— Problem statement —
What is needed is an exact copy of all the entries below.

----- Extracted entries

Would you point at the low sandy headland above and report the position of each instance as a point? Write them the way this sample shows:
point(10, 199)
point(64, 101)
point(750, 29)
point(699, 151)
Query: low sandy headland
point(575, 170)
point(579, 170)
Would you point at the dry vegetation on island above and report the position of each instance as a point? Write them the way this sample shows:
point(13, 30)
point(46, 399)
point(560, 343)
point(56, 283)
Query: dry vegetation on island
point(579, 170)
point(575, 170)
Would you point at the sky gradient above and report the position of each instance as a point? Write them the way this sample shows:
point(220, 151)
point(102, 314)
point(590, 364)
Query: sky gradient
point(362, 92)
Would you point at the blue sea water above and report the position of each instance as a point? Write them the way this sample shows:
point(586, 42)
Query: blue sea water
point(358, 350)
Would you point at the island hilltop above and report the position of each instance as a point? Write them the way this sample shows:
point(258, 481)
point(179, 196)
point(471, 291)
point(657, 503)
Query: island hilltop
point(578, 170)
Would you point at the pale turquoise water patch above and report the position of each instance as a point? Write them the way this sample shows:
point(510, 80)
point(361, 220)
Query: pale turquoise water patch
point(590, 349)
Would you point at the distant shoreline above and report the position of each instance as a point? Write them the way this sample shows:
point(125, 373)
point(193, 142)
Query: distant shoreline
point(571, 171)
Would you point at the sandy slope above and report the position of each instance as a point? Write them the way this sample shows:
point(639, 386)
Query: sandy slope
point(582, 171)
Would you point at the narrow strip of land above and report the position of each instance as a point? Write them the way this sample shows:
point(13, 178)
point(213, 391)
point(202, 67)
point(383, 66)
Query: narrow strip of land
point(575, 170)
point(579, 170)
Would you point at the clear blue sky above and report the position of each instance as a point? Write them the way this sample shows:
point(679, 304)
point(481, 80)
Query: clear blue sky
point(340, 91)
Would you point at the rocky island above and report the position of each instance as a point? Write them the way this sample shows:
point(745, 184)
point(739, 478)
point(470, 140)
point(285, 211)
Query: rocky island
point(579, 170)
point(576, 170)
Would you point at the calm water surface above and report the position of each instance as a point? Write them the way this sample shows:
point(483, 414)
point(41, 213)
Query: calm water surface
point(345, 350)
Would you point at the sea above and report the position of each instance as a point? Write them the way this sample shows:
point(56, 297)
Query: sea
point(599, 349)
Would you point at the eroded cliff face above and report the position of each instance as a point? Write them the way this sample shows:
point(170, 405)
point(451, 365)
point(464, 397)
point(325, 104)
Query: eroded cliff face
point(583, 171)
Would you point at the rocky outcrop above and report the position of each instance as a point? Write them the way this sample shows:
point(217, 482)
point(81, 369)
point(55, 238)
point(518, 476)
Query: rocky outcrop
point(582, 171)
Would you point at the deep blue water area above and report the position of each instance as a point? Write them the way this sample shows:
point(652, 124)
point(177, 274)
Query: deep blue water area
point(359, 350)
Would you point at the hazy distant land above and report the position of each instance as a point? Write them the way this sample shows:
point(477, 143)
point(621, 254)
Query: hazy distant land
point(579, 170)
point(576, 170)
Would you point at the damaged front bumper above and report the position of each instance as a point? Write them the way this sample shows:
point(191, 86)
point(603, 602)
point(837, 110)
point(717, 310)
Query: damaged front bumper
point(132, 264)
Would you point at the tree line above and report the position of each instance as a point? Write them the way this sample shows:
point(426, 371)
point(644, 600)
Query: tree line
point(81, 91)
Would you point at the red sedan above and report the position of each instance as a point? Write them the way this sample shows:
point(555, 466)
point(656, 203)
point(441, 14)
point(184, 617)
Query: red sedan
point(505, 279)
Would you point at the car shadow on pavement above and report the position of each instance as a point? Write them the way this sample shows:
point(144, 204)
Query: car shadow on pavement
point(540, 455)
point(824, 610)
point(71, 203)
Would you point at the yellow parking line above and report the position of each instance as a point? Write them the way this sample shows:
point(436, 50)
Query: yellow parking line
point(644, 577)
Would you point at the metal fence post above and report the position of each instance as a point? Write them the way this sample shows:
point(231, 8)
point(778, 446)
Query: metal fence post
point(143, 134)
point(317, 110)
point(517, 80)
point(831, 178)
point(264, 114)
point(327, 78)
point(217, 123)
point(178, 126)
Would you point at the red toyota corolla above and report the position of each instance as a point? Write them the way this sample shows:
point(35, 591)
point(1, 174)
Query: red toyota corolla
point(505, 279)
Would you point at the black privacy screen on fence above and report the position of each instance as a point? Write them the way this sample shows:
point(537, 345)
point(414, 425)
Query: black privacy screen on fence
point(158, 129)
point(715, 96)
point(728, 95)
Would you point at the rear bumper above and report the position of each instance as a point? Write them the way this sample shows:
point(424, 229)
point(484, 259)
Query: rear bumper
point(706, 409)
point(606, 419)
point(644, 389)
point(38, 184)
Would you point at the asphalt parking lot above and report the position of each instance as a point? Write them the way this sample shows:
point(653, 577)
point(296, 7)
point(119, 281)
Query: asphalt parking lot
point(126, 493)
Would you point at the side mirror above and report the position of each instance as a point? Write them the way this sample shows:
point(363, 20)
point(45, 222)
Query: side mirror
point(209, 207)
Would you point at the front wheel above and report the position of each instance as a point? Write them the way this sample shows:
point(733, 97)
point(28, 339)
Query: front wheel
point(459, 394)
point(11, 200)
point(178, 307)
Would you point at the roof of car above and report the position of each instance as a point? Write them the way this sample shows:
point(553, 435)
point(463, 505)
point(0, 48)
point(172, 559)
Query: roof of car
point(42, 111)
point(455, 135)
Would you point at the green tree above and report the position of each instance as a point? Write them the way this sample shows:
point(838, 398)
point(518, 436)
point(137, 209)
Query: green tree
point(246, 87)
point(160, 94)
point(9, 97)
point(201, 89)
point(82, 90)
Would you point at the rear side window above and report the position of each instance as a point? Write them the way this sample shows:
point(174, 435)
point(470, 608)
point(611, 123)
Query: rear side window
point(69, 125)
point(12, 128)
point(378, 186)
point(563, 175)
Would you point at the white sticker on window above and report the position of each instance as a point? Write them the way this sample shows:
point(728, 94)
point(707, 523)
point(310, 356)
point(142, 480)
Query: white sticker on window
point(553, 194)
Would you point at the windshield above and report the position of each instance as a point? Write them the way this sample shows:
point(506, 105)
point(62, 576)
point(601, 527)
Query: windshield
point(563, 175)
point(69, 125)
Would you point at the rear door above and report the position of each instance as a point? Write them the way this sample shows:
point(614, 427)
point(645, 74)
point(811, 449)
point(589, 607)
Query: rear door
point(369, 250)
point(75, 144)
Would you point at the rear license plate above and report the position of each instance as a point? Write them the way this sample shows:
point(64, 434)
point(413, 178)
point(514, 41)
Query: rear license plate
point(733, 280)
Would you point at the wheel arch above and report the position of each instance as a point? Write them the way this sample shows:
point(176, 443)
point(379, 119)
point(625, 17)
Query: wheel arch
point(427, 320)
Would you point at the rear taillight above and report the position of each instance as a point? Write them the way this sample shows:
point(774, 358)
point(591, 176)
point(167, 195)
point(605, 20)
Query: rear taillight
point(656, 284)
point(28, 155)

----------

— Solution for this problem —
Would you point at the low sandy headland above and report the position of each instance as a point? Write them the way this sample shows:
point(10, 199)
point(64, 101)
point(750, 29)
point(699, 151)
Query: low sandy headland
point(575, 170)
point(579, 170)
Would you point at the dry vegetation on island above and report the position of each instance as a point? Write them the way this sample shows:
point(13, 30)
point(46, 399)
point(560, 343)
point(56, 283)
Query: dry vegetation on island
point(579, 170)
point(575, 170)
Would you point at the sky gradient above and report the position of each instance as a point? Write them the way this sample shows:
point(220, 151)
point(102, 314)
point(590, 364)
Query: sky gradient
point(362, 92)
Would you point at the blue sea water above and report the position of each instance as a point? Write them the way this sample shows:
point(586, 42)
Query: blue sea water
point(358, 350)
Would you point at the island hilltop above and report the position of each instance as a point? Write them the way this sample shows:
point(258, 481)
point(179, 196)
point(471, 291)
point(657, 503)
Query: island hilltop
point(578, 170)
Would you point at the pale turquoise water patch above and report the position of each instance as a point? Write them the way this sample shows:
point(510, 80)
point(361, 220)
Query: pale turquoise water patch
point(590, 349)
Would you point at the distant shoreline above and report the position of each instance as a point? Write them the way this sample shows:
point(125, 373)
point(193, 142)
Query: distant shoreline
point(571, 171)
Would you point at the sandy slope above and report the position of each instance as a point? Write them the way this sample shows:
point(639, 386)
Query: sandy slope
point(582, 171)
Would you point at the narrow strip of land above and report the position of each instance as a point? Write them the way this sample shows:
point(13, 178)
point(213, 391)
point(202, 67)
point(383, 66)
Query: narrow strip of land
point(575, 170)
point(579, 170)
Would you point at the clear blue sky above and report the position of each instance as a point? Write them the way this sample shows:
point(679, 304)
point(481, 80)
Query: clear blue sky
point(340, 91)
Would you point at the rocky island above and report the position of each instance as a point? Write them the way this sample shows:
point(745, 184)
point(739, 478)
point(470, 140)
point(285, 211)
Query: rocky island
point(579, 170)
point(576, 170)
Would you point at the calm water surface above and report the position of each instance as a point? Write them the way this sample shows:
point(483, 414)
point(41, 213)
Query: calm water surface
point(345, 350)
Would you point at the sea above and report the position of each instance as a point? Write them the way this sample shows:
point(56, 297)
Query: sea
point(599, 349)
Would you point at the eroded cliff face above and report the position of each instance as a point? Write them the way this sample shows:
point(170, 405)
point(451, 365)
point(464, 397)
point(325, 104)
Query: eroded cliff face
point(583, 171)
Would you point at the rocky outcrop above and report the position of each instance as a point? Write them the way this sample shows:
point(217, 482)
point(81, 369)
point(55, 238)
point(518, 476)
Query: rocky outcrop
point(582, 171)
Would you point at the deep blue water area above and report the position of each instance as a point? Write them the way this sample shows:
point(652, 124)
point(177, 274)
Query: deep blue water area
point(359, 350)
Would you point at the hazy distant land above and report the position of each instance as a point? Write them the way this sample shows:
point(477, 143)
point(621, 254)
Query: hazy distant land
point(579, 170)
point(576, 170)
Would you point at the damaged front bumper above and report the position of each instance as a point? Write them the way this sample shows:
point(191, 86)
point(603, 602)
point(837, 110)
point(717, 310)
Query: damaged front bumper
point(132, 264)
Would you point at the tree line above and report the position of each instance as a point? Write them the way this sample shows:
point(426, 371)
point(644, 600)
Query: tree line
point(81, 91)
Would you point at the red sedan above and report the position of each instance as a point? Write them the way this sample shows:
point(555, 466)
point(656, 203)
point(441, 14)
point(184, 617)
Query: red sedan
point(505, 279)
Would you point at the car shadow on pavement above and report the position of each instance as a point? Write them the way this sample shows:
point(144, 204)
Query: car shadow on pavement
point(540, 455)
point(824, 610)
point(71, 203)
Would you point at the yellow parking line above and report the position of each instance as a point? Write them the way this sample shows:
point(436, 50)
Query: yellow parking line
point(644, 577)
Would you point at the metal fence post above and report the position of each instance as a point? Write them the way this sample shows:
point(231, 8)
point(778, 446)
Query: metal fence post
point(143, 134)
point(317, 110)
point(517, 80)
point(831, 178)
point(264, 114)
point(327, 78)
point(217, 123)
point(178, 126)
Would you point at the red toyota corolla above and report the position of each instance as a point? Write them the way this sample shows:
point(35, 591)
point(1, 174)
Query: red toyota corolla
point(505, 279)
Would you point at the black privacy screen on fence above and report the position of each instance as a point? Write them the way this sample shows:
point(537, 345)
point(414, 425)
Query: black privacy screen on fence
point(158, 129)
point(715, 96)
point(728, 95)
Would you point at the rear bumper above and report the position of each instance as a point? Write them the way this sample shows:
point(424, 229)
point(484, 259)
Query: rear bumper
point(706, 409)
point(606, 419)
point(644, 389)
point(38, 184)
Would you point at the asphalt parking lot above and report the position of each instance as a point? Write them the way this sample shows:
point(653, 577)
point(296, 7)
point(119, 281)
Query: asphalt parking lot
point(126, 493)
Would you point at the side mirror above and report the position of each instance as a point? Write them the way this sample shows:
point(363, 20)
point(45, 222)
Query: side mirror
point(209, 207)
Would you point at the front wheel above and report the position of each instance as a point? Write them the way this sample shows:
point(733, 97)
point(28, 339)
Query: front wheel
point(459, 394)
point(11, 200)
point(178, 307)
Would you point at the roof of car above and report the position of each instance as a point? Write them the way this sample shows:
point(553, 435)
point(463, 505)
point(0, 48)
point(172, 559)
Query: roof of car
point(42, 111)
point(455, 135)
Would you point at the green tree above and report the position of each instance as a point? Write them the way this sample shows:
point(838, 398)
point(518, 436)
point(137, 209)
Query: green tree
point(246, 87)
point(160, 94)
point(9, 97)
point(201, 89)
point(82, 90)
Would you point at the rear side window above and report the position of each instance as a point? Write them the way this sample shows:
point(174, 435)
point(470, 608)
point(611, 123)
Query: rear side window
point(69, 125)
point(12, 128)
point(378, 186)
point(563, 175)
Would you point at the white sticker on window above and report the position of each instance as a point? Write them the way this sample shows:
point(728, 94)
point(707, 523)
point(310, 356)
point(142, 480)
Query: white sticker on window
point(553, 194)
Would you point at the windshield above and report the position of each instance as a point? Write them the way this sample shows:
point(506, 105)
point(62, 576)
point(601, 527)
Query: windshield
point(563, 175)
point(69, 125)
Would you point at the rear door above and report the position of each instance as a point? Write them the way this sample shows:
point(614, 427)
point(645, 74)
point(811, 449)
point(589, 607)
Query: rear door
point(369, 250)
point(75, 144)
Would you point at the rear license plate above and report the position of each instance as a point? Write them the way this sample shows:
point(64, 434)
point(413, 178)
point(514, 41)
Query: rear license plate
point(733, 280)
Would you point at the wheel arch above and report the position of each instance as a point? Write them the way this sample shows:
point(176, 443)
point(379, 119)
point(625, 17)
Query: wheel arch
point(427, 320)
Would you point at the rear taillight above and report the position of each instance as a point? Write them the way this sample shows:
point(774, 358)
point(591, 176)
point(167, 195)
point(605, 20)
Query: rear taillight
point(656, 284)
point(28, 155)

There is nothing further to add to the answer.